Task goal: What is needed is an exact transcription of every entry below, with the pictures left out.

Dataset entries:
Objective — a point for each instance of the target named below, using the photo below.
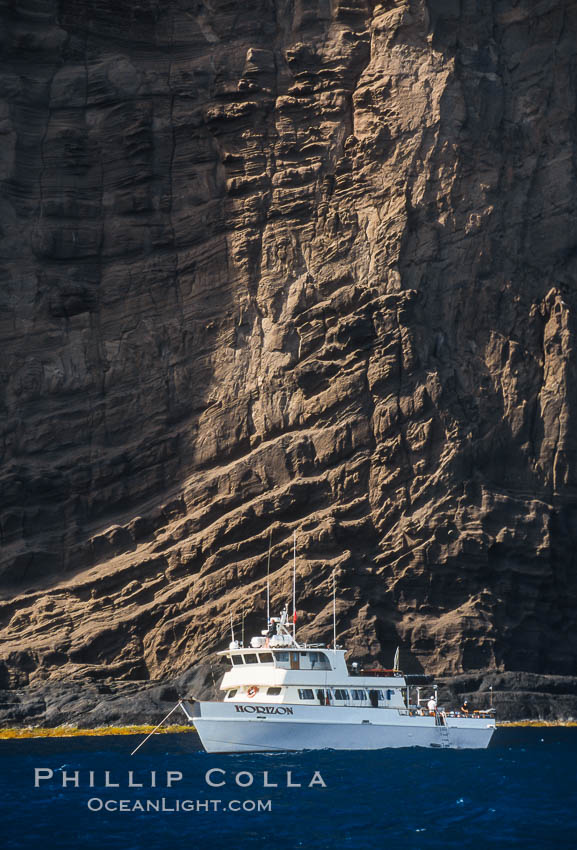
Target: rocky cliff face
(281, 265)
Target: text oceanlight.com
(97, 804)
(98, 781)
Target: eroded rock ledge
(275, 266)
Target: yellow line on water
(75, 731)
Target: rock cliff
(287, 265)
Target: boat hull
(234, 728)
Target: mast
(268, 581)
(334, 612)
(294, 584)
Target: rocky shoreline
(516, 697)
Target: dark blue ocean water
(521, 792)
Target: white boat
(280, 695)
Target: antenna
(267, 580)
(334, 611)
(294, 583)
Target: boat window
(339, 693)
(319, 661)
(359, 695)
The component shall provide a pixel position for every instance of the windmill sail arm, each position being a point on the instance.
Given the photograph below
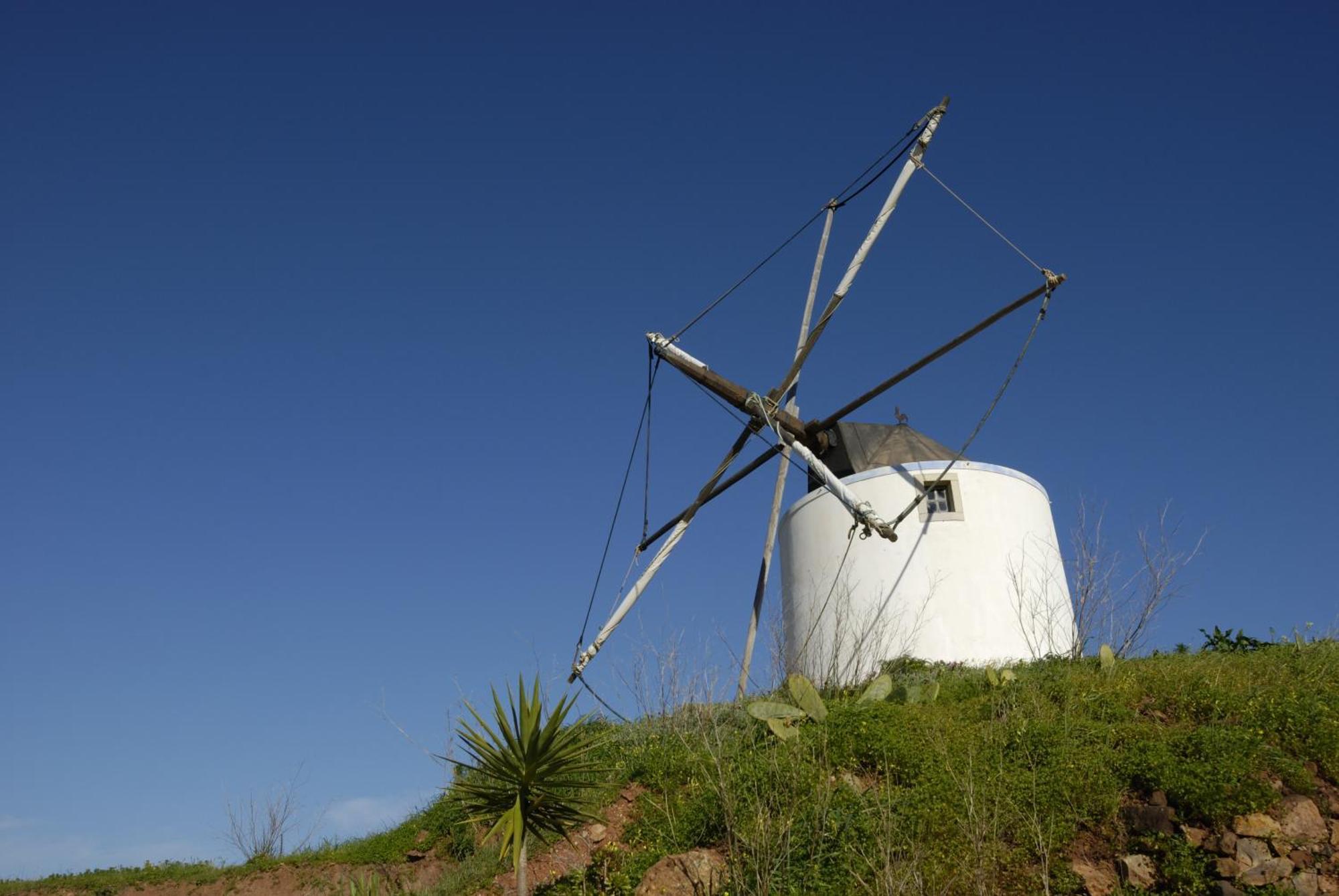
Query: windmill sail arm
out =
(817, 427)
(726, 389)
(663, 554)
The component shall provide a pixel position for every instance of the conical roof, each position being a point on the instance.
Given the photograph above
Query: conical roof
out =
(856, 447)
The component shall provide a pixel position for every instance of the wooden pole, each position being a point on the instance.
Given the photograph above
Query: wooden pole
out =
(817, 427)
(820, 426)
(863, 253)
(780, 488)
(663, 554)
(726, 389)
(785, 422)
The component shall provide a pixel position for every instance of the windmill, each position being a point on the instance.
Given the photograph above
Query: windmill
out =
(776, 412)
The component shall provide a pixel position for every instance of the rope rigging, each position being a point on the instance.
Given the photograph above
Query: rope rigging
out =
(902, 146)
(645, 420)
(1052, 282)
(772, 410)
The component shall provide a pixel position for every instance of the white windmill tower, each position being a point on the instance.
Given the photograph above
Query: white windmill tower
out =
(965, 566)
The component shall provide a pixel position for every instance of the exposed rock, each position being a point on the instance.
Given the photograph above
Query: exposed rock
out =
(856, 783)
(1306, 883)
(1301, 820)
(1267, 873)
(1150, 819)
(1100, 881)
(1137, 871)
(1253, 853)
(1257, 824)
(700, 873)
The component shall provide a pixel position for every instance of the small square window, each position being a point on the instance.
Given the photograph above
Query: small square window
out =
(942, 502)
(939, 499)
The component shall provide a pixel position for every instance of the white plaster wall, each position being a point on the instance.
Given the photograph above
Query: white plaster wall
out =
(989, 588)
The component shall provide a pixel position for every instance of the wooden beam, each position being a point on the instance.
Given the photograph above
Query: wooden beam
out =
(817, 427)
(726, 389)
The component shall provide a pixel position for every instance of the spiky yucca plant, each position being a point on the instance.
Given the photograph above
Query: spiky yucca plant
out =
(527, 776)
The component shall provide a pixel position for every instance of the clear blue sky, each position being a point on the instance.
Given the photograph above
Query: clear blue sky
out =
(321, 345)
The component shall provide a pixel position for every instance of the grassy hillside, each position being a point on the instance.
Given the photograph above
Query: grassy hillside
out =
(988, 790)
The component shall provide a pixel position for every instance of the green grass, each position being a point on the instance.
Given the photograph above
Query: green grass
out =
(985, 790)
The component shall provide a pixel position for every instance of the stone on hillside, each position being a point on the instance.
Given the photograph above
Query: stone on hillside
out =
(1257, 824)
(1301, 820)
(1100, 881)
(1308, 883)
(700, 873)
(1267, 873)
(1253, 853)
(1137, 871)
(1150, 819)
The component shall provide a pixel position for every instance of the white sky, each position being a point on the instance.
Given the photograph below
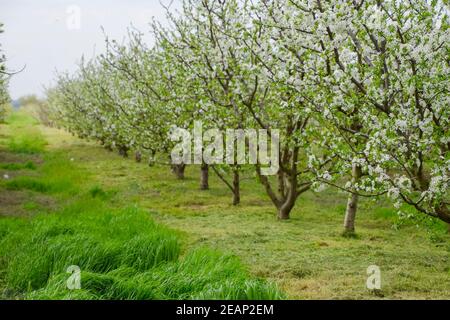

The completed task:
Objective — a point for each instance of the target named below, using the photo below.
Target: rocky cliff face
(281, 265)
Target: text oceanlight.com
(97, 804)
(98, 781)
Target: eroded rock ledge
(275, 266)
Target: yellow line on water
(75, 731)
Target: rock cliff
(287, 265)
Target: boat hull
(234, 728)
Target: mast
(268, 581)
(334, 612)
(294, 584)
Target: rocky shoreline
(516, 697)
Target: dark blue ocean water
(521, 792)
Target: white boat
(280, 695)
Target: antenna
(267, 580)
(334, 611)
(294, 583)
Target: boat window
(339, 693)
(319, 661)
(359, 695)
The component shall provide a pixel position for every instance of the windmill sail arm, each position being a point on the instance.
Given the photograph below
Query: windmill sail arm
out =
(817, 427)
(726, 389)
(663, 554)
The component shall provide a pixel position for every instance of the conical roof, each position being a point on the instance.
Given the photograph above
Query: conical roof
out =
(856, 447)
The component shall provide a pixel position for every instance of the wooden pole, each position being a point on the instance.
Given the photograph above
Query: wooden pole
out =
(817, 427)
(820, 426)
(863, 253)
(780, 488)
(663, 554)
(726, 389)
(785, 422)
The component shall provide a pixel position for every instance of the windmill, each position being a point on the instance.
Given the photograph above
Query: windmill
out =
(776, 412)
The component shall provide a pixel position for every instance of the rope rigging, each position being a point on the instance.
Given the photograph above
Query: rope rigging
out =
(902, 146)
(645, 420)
(1052, 282)
(772, 410)
The component shall provide a pixel position for every instance of the white windmill tower, each position being a point on the instance.
Given the photograph above
Query: white windmill tower
out =
(965, 566)
The component shall provide a pixel position for every instance of the exposed rock, each position being a point on the instance.
Given the photograph above
Query: exposed rock
out =
(856, 783)
(1306, 883)
(1301, 820)
(1267, 873)
(1150, 819)
(1100, 881)
(1137, 871)
(1253, 853)
(1257, 824)
(700, 873)
The component shall provide a pixel position for every instance of the small square window, each position being a point on the instance.
Given the photograph above
Query: small square window
out =
(942, 502)
(939, 499)
The component shall provide a pixel position for every instance of the white plaster wall, each position being a point on the instance.
Given the photograph above
Query: white plaster wall
out =
(989, 588)
The component shall provide a pixel position for every instance of the wooden beam, each position being a point on the instance.
Given the photograph above
Query: wooden beam
out =
(817, 427)
(726, 389)
The component shall provide a pixel position for every instance of the spiky yucca plant, each position being a point on the instance.
Given the photograph above
Query: spiky yucca plant
out =
(527, 776)
The component shall provide a pixel position for every instance of the clear blue sky, each position being a point on the instance.
Given the photograph above
Query: clear blue sky
out =
(321, 345)
The component shall provide a pixel position for every instance of the grassy hillside, each position being a point on the instance.
Given the photograph above
Query: grassy hillside
out =
(988, 790)
The component shall provide a pixel position for every instance of the green grass, each position being a point on the instance.
Given the photograph above
Query: green grass
out =
(985, 790)
The component shall provide a pixel position for every instance of the stone on hillside, each position being a point on the instance.
Given the photograph above
Query: stone on hillside
out =
(1257, 824)
(1301, 820)
(1100, 881)
(1308, 883)
(700, 873)
(1267, 873)
(1253, 853)
(1137, 871)
(1150, 819)
The component shall provide a pixel position for every instance of the white sky, each position being a point on the instance.
Given the photograph below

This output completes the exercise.